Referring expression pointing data
= = = = =

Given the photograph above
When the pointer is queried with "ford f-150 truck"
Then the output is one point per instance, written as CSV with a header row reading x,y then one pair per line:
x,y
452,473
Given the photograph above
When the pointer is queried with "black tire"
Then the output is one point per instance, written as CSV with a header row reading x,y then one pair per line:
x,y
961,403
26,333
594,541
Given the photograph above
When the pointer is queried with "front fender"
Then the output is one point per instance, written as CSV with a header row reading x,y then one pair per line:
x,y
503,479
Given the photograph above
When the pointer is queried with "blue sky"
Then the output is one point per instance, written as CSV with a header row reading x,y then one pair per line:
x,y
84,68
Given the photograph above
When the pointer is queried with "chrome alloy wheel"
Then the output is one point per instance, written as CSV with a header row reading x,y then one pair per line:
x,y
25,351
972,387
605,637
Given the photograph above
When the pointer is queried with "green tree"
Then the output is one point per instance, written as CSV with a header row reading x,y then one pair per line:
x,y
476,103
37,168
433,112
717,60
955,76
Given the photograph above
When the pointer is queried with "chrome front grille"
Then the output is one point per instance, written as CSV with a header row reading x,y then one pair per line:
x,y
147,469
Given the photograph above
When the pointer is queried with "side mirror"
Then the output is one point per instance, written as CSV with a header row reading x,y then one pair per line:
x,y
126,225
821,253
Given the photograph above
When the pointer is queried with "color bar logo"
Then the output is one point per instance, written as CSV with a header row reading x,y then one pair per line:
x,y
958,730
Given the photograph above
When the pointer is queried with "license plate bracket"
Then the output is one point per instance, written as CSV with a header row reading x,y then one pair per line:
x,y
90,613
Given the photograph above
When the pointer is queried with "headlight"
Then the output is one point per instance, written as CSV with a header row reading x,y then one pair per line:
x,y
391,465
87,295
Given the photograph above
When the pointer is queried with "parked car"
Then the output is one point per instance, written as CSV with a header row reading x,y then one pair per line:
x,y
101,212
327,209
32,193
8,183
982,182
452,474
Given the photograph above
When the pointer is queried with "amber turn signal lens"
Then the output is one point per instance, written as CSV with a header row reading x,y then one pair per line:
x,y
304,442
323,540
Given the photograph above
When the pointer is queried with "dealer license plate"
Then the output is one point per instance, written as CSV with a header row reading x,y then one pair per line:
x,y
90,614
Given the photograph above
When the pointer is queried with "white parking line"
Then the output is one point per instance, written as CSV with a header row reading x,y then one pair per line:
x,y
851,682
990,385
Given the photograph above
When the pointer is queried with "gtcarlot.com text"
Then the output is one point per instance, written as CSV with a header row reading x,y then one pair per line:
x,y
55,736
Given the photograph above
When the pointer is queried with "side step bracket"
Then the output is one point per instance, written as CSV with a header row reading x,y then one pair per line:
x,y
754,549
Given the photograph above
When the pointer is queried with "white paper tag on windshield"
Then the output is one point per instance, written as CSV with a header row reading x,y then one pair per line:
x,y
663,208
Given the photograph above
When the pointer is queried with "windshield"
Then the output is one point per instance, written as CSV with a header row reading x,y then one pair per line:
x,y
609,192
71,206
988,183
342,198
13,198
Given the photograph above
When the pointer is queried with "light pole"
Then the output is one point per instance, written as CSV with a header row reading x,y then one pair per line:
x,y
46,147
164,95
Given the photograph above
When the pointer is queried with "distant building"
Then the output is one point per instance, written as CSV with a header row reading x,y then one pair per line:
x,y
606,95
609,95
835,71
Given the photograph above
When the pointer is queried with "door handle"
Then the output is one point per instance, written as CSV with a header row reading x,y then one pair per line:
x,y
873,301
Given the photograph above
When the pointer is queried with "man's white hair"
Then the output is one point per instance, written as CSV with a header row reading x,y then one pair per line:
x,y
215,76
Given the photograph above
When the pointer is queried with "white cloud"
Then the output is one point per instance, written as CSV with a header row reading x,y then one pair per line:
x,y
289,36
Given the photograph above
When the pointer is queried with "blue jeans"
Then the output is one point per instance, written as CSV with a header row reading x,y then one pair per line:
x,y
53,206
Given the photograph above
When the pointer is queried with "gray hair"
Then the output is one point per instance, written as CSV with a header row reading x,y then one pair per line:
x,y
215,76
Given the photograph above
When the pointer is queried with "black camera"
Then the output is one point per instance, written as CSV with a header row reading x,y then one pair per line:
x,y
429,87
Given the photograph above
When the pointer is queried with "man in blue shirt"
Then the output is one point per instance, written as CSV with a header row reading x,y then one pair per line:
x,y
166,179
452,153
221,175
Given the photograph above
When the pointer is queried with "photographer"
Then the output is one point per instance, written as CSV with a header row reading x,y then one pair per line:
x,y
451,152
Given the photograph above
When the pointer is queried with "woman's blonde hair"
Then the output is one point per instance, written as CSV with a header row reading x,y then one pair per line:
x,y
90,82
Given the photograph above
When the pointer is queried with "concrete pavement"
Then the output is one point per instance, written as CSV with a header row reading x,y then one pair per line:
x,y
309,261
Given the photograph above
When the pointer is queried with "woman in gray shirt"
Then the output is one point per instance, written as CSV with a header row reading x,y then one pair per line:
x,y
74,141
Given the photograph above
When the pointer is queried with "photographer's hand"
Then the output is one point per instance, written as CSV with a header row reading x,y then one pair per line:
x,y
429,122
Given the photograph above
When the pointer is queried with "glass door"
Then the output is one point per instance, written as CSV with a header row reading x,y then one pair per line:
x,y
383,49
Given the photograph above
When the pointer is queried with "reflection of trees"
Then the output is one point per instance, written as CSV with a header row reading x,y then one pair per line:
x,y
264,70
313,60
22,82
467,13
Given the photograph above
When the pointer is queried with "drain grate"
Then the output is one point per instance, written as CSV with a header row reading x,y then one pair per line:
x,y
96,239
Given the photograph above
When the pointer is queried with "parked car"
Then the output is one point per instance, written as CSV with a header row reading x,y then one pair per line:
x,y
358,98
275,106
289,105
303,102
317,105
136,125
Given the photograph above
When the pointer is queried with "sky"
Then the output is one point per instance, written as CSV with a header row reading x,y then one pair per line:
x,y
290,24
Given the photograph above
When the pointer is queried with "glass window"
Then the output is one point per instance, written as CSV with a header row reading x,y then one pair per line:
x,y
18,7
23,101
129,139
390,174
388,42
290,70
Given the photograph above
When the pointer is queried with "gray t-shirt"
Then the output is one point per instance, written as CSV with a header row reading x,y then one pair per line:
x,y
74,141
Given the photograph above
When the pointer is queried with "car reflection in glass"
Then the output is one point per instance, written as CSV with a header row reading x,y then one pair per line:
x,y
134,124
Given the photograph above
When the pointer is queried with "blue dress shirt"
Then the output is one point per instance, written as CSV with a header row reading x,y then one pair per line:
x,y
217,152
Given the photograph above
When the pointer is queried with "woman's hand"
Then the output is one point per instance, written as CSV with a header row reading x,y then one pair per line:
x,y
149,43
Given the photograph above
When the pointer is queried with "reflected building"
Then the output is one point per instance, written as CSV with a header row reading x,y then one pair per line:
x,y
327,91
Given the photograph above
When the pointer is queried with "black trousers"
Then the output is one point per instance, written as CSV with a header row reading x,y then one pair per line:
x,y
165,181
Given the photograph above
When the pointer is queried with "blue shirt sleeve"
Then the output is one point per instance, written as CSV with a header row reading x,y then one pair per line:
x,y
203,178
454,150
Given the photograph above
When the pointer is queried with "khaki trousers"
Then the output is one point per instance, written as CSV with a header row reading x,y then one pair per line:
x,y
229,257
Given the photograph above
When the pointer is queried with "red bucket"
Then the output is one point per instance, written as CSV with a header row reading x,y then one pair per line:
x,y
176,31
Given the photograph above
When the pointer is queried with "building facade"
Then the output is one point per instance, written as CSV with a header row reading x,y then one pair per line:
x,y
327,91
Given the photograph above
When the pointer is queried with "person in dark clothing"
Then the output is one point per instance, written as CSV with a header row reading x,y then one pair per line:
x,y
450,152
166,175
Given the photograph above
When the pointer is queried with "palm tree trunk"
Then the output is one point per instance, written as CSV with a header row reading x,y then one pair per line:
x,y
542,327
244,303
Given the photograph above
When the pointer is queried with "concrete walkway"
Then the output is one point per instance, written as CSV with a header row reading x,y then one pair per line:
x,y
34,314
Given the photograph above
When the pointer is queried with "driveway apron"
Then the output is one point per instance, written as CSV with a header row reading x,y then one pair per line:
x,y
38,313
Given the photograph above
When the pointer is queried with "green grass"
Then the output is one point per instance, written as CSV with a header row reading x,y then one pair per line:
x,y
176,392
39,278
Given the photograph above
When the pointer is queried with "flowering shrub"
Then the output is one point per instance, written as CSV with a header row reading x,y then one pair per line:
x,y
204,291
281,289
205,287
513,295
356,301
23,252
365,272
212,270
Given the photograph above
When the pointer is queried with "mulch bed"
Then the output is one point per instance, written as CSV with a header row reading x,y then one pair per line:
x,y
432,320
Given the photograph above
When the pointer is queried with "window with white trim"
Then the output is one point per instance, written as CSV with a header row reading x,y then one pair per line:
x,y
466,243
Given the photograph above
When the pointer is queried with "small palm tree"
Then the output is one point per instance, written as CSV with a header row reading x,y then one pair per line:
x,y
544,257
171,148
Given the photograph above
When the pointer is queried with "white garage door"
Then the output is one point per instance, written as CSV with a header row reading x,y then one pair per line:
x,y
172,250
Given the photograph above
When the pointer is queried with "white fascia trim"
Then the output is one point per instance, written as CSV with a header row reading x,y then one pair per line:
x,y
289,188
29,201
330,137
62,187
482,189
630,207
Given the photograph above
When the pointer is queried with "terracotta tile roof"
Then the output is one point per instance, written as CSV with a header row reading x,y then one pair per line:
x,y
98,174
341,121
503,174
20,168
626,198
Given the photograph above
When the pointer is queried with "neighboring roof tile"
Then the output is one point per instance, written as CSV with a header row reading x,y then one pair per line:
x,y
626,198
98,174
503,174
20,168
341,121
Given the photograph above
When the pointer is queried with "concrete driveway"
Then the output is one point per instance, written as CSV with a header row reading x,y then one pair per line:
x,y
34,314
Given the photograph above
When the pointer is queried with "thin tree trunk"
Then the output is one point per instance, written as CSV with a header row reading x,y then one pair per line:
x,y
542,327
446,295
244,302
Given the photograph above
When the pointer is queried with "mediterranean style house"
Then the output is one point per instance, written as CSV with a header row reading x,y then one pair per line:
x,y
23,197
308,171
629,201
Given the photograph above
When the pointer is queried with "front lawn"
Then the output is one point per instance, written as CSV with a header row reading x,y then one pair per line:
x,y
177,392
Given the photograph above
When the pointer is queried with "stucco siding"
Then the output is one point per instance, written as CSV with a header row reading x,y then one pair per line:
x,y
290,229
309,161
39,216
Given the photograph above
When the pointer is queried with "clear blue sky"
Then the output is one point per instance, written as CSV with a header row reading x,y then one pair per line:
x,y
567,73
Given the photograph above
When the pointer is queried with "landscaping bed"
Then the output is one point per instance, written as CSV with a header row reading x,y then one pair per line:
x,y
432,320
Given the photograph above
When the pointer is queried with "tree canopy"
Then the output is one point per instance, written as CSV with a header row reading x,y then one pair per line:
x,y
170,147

= = = = =

§ **Problem to solve**: Match on "photographer": copy every line in the records that has it.

§ **Solution**:
When the pointer is queried with "photographer"
When the pointer is queried with "photographer's hand"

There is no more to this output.